- AIM OF THE EXERCISE -
Render the lines below as a JSON list of strings, one string per line, from the line that contains "If you would be willing to indicate the ceiling smoke" through the last line, leaving out any blank lines.

○ ○ ○ ○

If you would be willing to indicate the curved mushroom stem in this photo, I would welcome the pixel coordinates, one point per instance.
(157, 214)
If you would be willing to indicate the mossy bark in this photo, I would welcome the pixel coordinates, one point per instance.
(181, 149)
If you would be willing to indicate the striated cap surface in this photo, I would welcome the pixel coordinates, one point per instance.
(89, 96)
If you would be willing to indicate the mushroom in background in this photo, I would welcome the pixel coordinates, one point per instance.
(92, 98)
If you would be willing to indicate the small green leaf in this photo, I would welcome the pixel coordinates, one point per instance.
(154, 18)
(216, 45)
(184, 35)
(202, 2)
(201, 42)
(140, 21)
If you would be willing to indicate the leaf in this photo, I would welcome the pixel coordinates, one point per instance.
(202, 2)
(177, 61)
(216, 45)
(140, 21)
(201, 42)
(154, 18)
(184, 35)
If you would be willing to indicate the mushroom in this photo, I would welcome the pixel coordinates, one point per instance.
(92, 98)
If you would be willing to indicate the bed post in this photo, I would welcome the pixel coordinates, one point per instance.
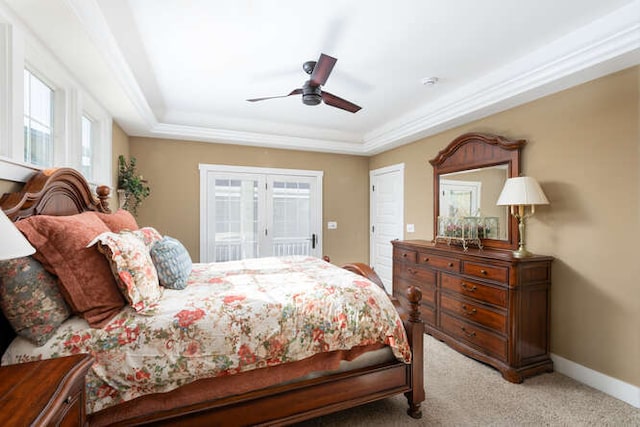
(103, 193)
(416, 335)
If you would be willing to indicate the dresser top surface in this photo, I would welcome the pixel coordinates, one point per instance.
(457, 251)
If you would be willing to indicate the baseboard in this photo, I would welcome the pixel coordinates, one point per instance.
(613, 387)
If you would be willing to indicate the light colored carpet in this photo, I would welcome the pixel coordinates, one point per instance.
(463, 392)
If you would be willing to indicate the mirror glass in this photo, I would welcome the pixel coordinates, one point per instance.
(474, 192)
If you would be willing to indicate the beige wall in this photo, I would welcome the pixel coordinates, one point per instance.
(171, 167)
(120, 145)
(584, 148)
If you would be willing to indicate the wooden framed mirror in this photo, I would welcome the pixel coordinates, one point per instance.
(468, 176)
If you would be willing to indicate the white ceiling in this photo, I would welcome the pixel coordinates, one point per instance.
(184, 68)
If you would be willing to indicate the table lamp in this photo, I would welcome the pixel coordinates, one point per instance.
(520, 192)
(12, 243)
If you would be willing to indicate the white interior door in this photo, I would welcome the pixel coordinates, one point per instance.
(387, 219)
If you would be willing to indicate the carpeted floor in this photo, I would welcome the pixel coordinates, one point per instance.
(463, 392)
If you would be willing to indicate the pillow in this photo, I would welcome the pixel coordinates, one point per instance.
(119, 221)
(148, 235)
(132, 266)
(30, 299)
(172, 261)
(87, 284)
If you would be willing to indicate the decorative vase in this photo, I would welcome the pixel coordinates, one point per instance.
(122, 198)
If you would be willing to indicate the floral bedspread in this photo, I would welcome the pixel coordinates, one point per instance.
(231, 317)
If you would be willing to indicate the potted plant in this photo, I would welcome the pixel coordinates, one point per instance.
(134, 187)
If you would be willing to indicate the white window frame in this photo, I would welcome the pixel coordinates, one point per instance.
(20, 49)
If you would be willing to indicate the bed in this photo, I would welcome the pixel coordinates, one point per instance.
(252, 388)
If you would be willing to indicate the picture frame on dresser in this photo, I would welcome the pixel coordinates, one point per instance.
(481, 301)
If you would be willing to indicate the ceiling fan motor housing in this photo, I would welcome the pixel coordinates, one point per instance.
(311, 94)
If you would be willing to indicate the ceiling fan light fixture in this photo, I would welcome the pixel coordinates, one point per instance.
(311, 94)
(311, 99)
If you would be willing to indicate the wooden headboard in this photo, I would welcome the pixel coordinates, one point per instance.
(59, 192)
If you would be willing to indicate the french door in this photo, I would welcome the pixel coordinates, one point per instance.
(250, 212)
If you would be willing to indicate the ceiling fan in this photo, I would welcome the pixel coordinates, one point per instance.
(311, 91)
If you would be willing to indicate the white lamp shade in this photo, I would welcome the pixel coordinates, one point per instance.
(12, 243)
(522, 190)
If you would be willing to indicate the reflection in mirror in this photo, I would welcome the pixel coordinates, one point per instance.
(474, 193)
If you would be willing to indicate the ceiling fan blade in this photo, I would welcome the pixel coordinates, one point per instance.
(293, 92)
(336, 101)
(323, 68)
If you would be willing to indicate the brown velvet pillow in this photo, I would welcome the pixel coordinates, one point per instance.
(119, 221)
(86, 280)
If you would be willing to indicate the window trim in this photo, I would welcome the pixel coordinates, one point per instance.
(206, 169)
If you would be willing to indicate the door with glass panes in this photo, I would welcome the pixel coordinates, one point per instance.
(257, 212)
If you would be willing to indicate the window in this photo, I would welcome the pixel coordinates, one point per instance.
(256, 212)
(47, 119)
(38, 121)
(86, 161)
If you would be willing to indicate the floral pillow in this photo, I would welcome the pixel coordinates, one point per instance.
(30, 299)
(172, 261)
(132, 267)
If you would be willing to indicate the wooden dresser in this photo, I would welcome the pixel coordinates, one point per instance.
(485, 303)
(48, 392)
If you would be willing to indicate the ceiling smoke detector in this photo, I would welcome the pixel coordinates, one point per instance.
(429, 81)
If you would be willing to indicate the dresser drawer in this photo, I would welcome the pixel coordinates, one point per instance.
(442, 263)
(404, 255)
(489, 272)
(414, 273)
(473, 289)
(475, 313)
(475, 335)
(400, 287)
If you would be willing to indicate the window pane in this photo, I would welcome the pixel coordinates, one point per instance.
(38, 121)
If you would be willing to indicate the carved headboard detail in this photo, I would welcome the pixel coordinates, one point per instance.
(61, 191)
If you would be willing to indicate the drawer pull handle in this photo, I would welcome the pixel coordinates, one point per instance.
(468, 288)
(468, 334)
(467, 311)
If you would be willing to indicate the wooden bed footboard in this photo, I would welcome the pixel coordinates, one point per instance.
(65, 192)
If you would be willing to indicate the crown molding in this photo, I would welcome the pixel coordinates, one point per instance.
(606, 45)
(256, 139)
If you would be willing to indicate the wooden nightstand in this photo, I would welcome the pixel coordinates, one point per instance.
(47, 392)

○ ○ ○ ○

- EXPECTED ANSWER -
[
  "If you would be willing to indicate the ceiling smoke detector in this photo, I would welcome the pixel coordinates, one point per instance.",
  "(429, 81)",
  "If you would be willing to indicate the dresser drawer in this photo, I would welcome the pixel coordinates, one point per instance.",
  "(442, 263)",
  "(404, 255)",
  "(489, 272)",
  "(414, 273)",
  "(473, 289)",
  "(475, 313)",
  "(475, 335)",
  "(400, 287)",
  "If you would be willing to indicate the window pane in this photo, I would welcome the pixel coordinates, one point per instance.",
  "(38, 121)",
  "If you would be willing to indicate the carved headboard detail in this photo, I would welcome the pixel coordinates, one point per instance.",
  "(61, 191)",
  "If you would be willing to indicate the drawer pull handle in this photo, I would welcome the pixel coordinates, one point per instance.",
  "(468, 288)",
  "(468, 334)",
  "(467, 311)",
  "If you would be willing to indicate the wooden bed footboard in this photo, I would welcome the pixel coordinates, one point per instance.",
  "(65, 192)",
  "If you would be willing to indicate the crown molding in this photo, I would welcome the pixel coordinates, one point per instance.",
  "(606, 45)",
  "(256, 139)",
  "If you would be willing to indicate the wooden nightstand in this photo, I would welcome the pixel coordinates, one point per instance.",
  "(47, 392)"
]